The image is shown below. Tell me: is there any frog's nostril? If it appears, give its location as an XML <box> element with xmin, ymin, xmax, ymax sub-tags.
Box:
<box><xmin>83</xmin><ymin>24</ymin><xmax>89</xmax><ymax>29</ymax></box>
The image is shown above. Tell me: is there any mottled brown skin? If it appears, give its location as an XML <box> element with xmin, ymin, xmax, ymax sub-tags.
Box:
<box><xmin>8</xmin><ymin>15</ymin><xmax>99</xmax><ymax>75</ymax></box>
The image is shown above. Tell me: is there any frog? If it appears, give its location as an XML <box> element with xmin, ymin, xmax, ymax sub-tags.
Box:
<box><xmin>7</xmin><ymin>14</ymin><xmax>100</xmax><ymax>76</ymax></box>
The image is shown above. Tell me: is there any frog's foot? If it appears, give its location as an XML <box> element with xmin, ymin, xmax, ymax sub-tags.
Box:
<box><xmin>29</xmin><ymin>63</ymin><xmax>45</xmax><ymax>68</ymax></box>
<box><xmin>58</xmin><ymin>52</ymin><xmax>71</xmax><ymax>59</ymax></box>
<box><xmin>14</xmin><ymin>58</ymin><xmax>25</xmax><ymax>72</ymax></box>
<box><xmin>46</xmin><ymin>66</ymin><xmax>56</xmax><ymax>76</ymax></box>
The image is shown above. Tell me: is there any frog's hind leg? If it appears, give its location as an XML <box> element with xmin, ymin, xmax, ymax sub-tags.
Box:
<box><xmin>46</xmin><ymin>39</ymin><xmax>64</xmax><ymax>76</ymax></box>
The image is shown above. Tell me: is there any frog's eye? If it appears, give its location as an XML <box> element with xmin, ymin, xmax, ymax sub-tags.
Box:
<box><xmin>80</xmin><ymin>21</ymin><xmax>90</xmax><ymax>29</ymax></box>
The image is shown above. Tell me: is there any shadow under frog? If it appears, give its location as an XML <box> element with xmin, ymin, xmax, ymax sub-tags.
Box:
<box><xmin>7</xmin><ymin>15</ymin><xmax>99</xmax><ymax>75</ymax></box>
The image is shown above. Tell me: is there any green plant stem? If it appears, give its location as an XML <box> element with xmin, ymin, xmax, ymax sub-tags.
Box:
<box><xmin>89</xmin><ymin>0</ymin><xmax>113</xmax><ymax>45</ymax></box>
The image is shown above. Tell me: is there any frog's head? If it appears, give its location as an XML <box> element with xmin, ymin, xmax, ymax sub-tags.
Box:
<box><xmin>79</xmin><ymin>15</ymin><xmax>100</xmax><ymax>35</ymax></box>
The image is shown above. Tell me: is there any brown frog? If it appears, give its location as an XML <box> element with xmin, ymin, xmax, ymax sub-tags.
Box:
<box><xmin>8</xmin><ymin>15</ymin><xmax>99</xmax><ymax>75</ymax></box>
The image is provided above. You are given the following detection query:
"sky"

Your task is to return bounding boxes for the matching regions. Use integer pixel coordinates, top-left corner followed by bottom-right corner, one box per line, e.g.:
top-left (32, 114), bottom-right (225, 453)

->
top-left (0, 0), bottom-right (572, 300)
=-=-=-=-=
**Job:** Reproduce only those lines of the entries above that run from the line with "The image is shown above. Tell me: is there any brown" to the final line.

**Reply to the exercise:**
The image is shown above. Tell me: is there any brown frog? If it appears, give its location as an XML <box> element with xmin, ymin, xmax, ymax sub-tags.
Box:
<box><xmin>8</xmin><ymin>15</ymin><xmax>99</xmax><ymax>75</ymax></box>
The image is provided above. You are given the following detection query:
"sky"

Your task is to return bounding boxes for the matching regions. Use integer pixel coordinates, top-left corner followed by bottom-right corner, one box per line, e.g.:
top-left (32, 114), bottom-right (225, 453)

->
top-left (0, 0), bottom-right (572, 300)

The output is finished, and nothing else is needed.